** START LISTED ENTRIES **

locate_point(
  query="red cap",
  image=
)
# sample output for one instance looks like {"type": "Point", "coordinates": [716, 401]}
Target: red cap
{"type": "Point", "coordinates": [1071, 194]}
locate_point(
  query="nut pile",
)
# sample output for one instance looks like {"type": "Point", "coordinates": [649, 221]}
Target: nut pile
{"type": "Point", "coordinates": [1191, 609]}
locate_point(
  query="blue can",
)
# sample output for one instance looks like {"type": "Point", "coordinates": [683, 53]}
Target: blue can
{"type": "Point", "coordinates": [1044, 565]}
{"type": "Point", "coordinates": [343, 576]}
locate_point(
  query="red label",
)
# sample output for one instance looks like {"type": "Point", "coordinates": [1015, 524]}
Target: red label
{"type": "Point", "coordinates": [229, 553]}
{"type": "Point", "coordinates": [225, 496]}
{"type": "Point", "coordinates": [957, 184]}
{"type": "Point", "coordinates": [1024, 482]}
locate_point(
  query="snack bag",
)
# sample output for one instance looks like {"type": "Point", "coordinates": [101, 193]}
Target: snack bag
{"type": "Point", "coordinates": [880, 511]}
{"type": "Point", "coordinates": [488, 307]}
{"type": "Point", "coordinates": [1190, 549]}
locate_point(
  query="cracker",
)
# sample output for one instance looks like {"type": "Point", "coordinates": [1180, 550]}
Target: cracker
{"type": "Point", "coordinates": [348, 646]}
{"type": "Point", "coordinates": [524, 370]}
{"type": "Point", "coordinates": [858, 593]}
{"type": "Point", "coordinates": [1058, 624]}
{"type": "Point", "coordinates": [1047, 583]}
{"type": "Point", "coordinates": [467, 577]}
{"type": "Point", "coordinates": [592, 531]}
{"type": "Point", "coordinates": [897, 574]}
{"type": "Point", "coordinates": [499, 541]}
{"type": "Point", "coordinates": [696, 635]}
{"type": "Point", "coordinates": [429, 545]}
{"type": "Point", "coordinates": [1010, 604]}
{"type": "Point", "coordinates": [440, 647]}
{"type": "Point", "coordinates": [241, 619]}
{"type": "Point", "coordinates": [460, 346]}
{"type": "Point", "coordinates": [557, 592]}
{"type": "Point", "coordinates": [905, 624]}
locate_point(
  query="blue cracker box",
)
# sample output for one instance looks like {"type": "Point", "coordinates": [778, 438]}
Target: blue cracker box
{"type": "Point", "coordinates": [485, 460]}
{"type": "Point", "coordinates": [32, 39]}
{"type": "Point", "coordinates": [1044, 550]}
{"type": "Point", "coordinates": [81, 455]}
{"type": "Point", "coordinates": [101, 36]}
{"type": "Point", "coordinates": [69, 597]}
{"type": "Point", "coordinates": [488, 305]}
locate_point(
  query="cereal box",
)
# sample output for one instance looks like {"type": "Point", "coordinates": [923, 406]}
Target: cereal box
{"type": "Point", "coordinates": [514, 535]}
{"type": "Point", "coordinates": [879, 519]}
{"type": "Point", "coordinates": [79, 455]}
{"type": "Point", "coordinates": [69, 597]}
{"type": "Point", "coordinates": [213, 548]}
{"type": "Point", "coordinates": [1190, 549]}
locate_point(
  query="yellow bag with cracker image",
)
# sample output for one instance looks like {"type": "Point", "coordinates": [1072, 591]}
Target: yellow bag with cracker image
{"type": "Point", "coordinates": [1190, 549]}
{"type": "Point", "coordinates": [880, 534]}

** END LISTED ENTRIES **

Retype all of the data shown above, word for word.

*EXERCISE RESULT*
locate_point(
  query="red cap",
  image=
)
# sample output for one instance looks like {"type": "Point", "coordinates": [716, 401]}
Target: red cap
{"type": "Point", "coordinates": [1071, 194]}
locate_point(
  query="nut pile",
)
# sample output for one instance looks like {"type": "Point", "coordinates": [649, 221]}
Target: nut pile
{"type": "Point", "coordinates": [1191, 609]}
locate_point(
  query="blue can",
)
# sample output for one instance looks like {"type": "Point", "coordinates": [683, 53]}
Target: blue can
{"type": "Point", "coordinates": [1044, 565]}
{"type": "Point", "coordinates": [343, 576]}
locate_point(
  query="red label",
)
# sample output for one instance looks like {"type": "Point", "coordinates": [1015, 524]}
Target: red label
{"type": "Point", "coordinates": [229, 553]}
{"type": "Point", "coordinates": [225, 496]}
{"type": "Point", "coordinates": [957, 184]}
{"type": "Point", "coordinates": [1024, 482]}
locate_point(
  query="snack bag",
)
# sample output for one instance looks like {"type": "Point", "coordinates": [101, 193]}
Target: snack bag
{"type": "Point", "coordinates": [880, 511]}
{"type": "Point", "coordinates": [488, 307]}
{"type": "Point", "coordinates": [1190, 549]}
locate_point(
  query="cracker",
)
# sample output for one instance looks like {"type": "Point", "coordinates": [1180, 550]}
Target: cracker
{"type": "Point", "coordinates": [348, 646]}
{"type": "Point", "coordinates": [524, 370]}
{"type": "Point", "coordinates": [858, 593]}
{"type": "Point", "coordinates": [1058, 624]}
{"type": "Point", "coordinates": [1047, 583]}
{"type": "Point", "coordinates": [467, 577]}
{"type": "Point", "coordinates": [592, 531]}
{"type": "Point", "coordinates": [897, 574]}
{"type": "Point", "coordinates": [499, 541]}
{"type": "Point", "coordinates": [696, 635]}
{"type": "Point", "coordinates": [429, 545]}
{"type": "Point", "coordinates": [1010, 604]}
{"type": "Point", "coordinates": [440, 647]}
{"type": "Point", "coordinates": [241, 619]}
{"type": "Point", "coordinates": [460, 346]}
{"type": "Point", "coordinates": [557, 592]}
{"type": "Point", "coordinates": [905, 624]}
locate_point(
  query="blue cracker box",
)
# sample output for one instance looks like {"type": "Point", "coordinates": [778, 438]}
Target: blue cracker box
{"type": "Point", "coordinates": [485, 460]}
{"type": "Point", "coordinates": [32, 39]}
{"type": "Point", "coordinates": [1044, 550]}
{"type": "Point", "coordinates": [81, 455]}
{"type": "Point", "coordinates": [101, 36]}
{"type": "Point", "coordinates": [69, 597]}
{"type": "Point", "coordinates": [488, 305]}
locate_point(
  query="cereal box",
)
# sample output for one instance looks like {"type": "Point", "coordinates": [923, 406]}
Target: cereal box
{"type": "Point", "coordinates": [514, 535]}
{"type": "Point", "coordinates": [879, 519]}
{"type": "Point", "coordinates": [79, 455]}
{"type": "Point", "coordinates": [69, 597]}
{"type": "Point", "coordinates": [213, 548]}
{"type": "Point", "coordinates": [1190, 549]}
locate_point(
  query="yellow bag with cracker image",
)
# sample output for one instance looks like {"type": "Point", "coordinates": [1072, 591]}
Target: yellow bag with cracker image
{"type": "Point", "coordinates": [1190, 549]}
{"type": "Point", "coordinates": [880, 534]}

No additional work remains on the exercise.